This is what it means to be alive.
Forever exploring and yearning.
You must accept this and make space for it, to honor the relationship.
“What is it to accept and make space?” to allow for transitions and the uncertainty that comes with them. *Personal example: graduating college; the routine is changing so everything needs to reconsidered: allocation of time, new commitments, and creating & striving for new goals. My relationships with my college friends will change: how much time I can devote to them, how often I see them. Accepting and making space is to allow the gap between us to fluctuate without malice or internalization. This requires a combination of detachment, trust, and unconditional love.
(Detachment, trust, and unconditional love are skillsets you learn and practice within your relationship to yourself. My belief is that you can only do for others what you are willing to do for yourself; *Ex. I cannot ask someone who doesn’t take care of themselves to be good at taking care of me.)
Define: Balance
We have to balance our grief—
grief for what never was and grief for what we have had to let go of—
with our gratitude for what we have now, and what we hope to experience later.
This is hard. Not going to lie to you. The other night, I put on coulou trumpet meditations for an hour and just sat in my grief. Grieving the things I wanted but that did not happen, the losses I suffered, and the warmth I remember these past relationships had. Once my heart was fully cracked open and raw in my chest, I admired myself. Crying in awe of who I had become, this person that can hold something like this with honesty and patience. Just crying. So I have simplified balancing grief and gratitude to a few words, but the process is still excruciatingly painful. Ultimately, I remind myself that this is what it is to be alive. This is the whole point— to have a human experience.

Dataset excerpts ::

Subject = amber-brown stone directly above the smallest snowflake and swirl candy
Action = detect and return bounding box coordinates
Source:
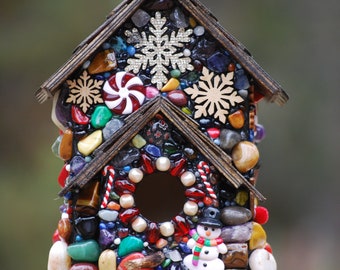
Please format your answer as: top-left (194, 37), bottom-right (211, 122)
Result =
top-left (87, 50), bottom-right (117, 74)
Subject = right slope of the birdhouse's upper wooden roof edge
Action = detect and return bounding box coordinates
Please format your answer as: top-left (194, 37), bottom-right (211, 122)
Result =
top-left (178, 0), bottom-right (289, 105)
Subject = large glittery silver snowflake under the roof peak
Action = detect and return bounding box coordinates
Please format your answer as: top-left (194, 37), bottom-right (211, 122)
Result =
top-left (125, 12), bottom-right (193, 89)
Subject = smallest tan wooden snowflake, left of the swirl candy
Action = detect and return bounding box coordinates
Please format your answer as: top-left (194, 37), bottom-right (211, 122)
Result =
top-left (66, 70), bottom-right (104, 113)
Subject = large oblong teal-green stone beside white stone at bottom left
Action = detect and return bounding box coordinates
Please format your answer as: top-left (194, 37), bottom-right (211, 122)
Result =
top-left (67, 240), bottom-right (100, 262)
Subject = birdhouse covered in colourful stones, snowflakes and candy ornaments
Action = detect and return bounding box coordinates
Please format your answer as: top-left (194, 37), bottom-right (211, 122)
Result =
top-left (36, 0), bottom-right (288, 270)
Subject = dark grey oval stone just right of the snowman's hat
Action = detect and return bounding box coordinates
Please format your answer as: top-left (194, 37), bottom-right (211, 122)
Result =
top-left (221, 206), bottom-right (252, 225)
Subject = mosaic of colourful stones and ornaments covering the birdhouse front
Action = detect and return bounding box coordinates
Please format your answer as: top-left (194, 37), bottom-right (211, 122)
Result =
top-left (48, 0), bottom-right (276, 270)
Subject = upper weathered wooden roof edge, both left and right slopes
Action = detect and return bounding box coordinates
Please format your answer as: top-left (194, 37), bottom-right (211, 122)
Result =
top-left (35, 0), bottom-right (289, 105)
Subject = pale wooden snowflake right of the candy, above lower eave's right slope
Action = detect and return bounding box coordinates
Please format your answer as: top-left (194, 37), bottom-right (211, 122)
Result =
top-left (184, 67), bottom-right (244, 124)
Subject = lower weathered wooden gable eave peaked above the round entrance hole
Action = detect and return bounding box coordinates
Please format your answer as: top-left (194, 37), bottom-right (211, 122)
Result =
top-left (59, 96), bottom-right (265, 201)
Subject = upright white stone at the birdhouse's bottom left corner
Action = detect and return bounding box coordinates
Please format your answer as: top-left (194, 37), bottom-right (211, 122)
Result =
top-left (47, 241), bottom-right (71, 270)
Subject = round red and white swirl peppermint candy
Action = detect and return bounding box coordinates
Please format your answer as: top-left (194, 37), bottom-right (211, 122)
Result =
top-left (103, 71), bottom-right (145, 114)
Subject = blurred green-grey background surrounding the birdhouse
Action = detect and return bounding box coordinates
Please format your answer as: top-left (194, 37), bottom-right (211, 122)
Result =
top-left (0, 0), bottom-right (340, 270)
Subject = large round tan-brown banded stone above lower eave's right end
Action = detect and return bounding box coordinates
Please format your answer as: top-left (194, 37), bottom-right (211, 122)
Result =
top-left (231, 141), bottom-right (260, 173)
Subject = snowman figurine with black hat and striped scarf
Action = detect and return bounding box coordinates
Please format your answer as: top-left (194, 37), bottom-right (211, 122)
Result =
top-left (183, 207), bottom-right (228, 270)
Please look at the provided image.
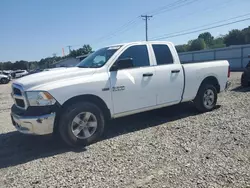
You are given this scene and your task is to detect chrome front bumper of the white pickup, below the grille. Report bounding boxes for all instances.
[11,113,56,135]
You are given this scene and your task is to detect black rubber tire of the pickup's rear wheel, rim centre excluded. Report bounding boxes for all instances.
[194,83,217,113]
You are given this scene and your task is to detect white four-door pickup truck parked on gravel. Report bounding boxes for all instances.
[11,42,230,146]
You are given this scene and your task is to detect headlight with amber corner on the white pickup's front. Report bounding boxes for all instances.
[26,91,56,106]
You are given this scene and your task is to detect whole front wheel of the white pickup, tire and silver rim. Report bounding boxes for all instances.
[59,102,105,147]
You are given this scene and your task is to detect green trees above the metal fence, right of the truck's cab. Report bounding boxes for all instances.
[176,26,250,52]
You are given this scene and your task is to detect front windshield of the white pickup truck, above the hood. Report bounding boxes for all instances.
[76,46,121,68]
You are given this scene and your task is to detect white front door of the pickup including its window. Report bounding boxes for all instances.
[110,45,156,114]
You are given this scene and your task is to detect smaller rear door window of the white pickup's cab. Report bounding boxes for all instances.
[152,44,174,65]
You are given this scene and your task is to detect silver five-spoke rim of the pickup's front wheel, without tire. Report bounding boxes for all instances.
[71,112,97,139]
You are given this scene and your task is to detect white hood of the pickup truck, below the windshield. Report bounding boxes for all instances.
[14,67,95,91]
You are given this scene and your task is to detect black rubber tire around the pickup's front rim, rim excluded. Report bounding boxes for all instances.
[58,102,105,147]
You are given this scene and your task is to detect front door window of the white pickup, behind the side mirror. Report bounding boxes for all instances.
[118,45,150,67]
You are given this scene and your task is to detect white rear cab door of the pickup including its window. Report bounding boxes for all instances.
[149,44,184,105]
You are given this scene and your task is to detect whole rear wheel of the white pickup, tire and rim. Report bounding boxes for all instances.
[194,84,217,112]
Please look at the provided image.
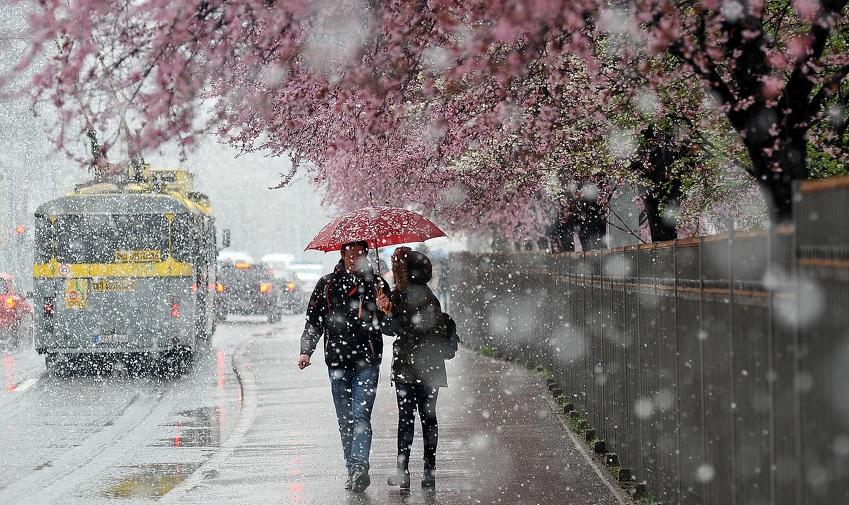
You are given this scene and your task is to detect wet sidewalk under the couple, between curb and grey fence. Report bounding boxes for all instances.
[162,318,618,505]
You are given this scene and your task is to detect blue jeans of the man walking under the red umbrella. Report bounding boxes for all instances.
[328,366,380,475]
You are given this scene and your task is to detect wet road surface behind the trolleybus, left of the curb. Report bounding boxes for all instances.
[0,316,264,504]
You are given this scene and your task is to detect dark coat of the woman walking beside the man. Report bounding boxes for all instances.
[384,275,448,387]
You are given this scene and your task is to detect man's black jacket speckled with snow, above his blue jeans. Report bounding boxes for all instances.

Exercises to complete ::
1. Rewrite the stretch of the reflection on grief and relationships from "(Detachment, trust, and" through "care of me.)", substituting "abilities" for "skillsets".
2. Proceed with the reflection on grief and relationships, writing on from its last sentence.

Answers below ::
1.
(Detachment, trust, and unconditional love are abilities you learn and practice within your relationship to yourself. My belief is that you can only do for others what you are willing to do for yourself; *Ex. I cannot ask someone who doesn’t take care of themselves to be good at taking care of me.)

2.
The music ended. I closed my journal. I got out bed to clean myself up, “woah. Whatta crazy hour! ahaha, I did not expect that.” I laugh to myself with gratitude, for the safety I felt in that moment, to let something go and to hold on to what I have.
Creativity
This requires space to connect, to create, and to celebrate what is.
Have patience and grace as you explore the unknown to find something that inspires your growth.
This infinite loop of refinement— this is what I have learned from life and from painting 🖼️
To engage in the process is to learn how to trust:
to move without thought
to live without clarity
to practice stillness— watch the river flow— so that when you move forward into your future with only hope,
you can trust(know) that you will be able to see the joy in whatever presents itself.
“Art imitates life, and life imitates art.”
These three words — growth, balance, creativity— these concepts act as a map to healthy relationships:
with yourself, with others, and with the world.
This is freedom(to create what you want).
This is what LOVE is.
HOW TO ADAPT HELPFUL HABITS:
(I love you too much to give you advice, this is my personal experience. This is wisdom.)
Personally, observing myself naturally has helped me create a more sustainable routine. I kept a “food journal” where I just acknowledge what I was eating, water intake, sleep patterns, menstrual cycle and daily mood. You can read in more detail here.
After getting to know myself, I discovered what supported my energy levels the best and with that energy and clarity I was able to move with intention toward the things I wanted for myself:
Define my version of success.
Make space for my emotional experience.
Allow myself to rest.
Practice presence and patience.
Build trust with myself/parent myself: love through discipline; thus easing my anxiety.
(Define discipline: having boundaries and maintaining them; eating well, routine physical activity, hygiene, financial goals and budgets, keeping a bedtime, etc.)
It is not WHAT you do, but HOW you do it.
Also, finding your footing is a personal journey so the only advice I could honestly serve you is:
This is not about control— this is a loving discipline to do whatever tasks, with the courage to endure whatever the difficulty level, that lead you to feel good. The kind of discipline that says,
“I want a beautiful life, so I choose to live beautifully.”
Thank you for reading!
Your participation is so valuable.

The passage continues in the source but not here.